:: Given exercise ::
Copy out every line of the entries below that contains the word "metal".

-- START OF Records for this task --

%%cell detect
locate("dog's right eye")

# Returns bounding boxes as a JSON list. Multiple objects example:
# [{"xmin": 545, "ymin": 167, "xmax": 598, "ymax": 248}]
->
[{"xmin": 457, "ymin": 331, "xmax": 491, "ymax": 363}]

-- END OF Records for this task --
-- START OF Records for this task --

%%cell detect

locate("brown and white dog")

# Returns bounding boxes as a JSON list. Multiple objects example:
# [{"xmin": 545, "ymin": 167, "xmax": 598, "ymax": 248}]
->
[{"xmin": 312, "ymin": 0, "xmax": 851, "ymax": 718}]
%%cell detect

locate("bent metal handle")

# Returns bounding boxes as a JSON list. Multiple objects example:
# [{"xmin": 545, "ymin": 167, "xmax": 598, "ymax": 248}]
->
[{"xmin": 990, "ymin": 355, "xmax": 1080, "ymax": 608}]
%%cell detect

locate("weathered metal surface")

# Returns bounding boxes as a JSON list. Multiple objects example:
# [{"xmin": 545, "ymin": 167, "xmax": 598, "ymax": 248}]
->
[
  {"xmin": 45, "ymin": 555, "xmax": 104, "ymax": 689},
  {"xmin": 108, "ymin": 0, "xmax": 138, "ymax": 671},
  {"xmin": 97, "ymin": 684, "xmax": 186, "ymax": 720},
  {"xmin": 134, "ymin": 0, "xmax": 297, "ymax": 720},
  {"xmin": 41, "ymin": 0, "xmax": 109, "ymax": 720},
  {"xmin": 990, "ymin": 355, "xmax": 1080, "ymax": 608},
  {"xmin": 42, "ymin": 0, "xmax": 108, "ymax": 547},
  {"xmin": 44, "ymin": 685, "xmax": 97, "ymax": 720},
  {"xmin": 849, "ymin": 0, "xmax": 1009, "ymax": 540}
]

-- END OF Records for this task --

:: Solution for this exercise ::
locate("bent metal handle")
locate("weathered metal surface")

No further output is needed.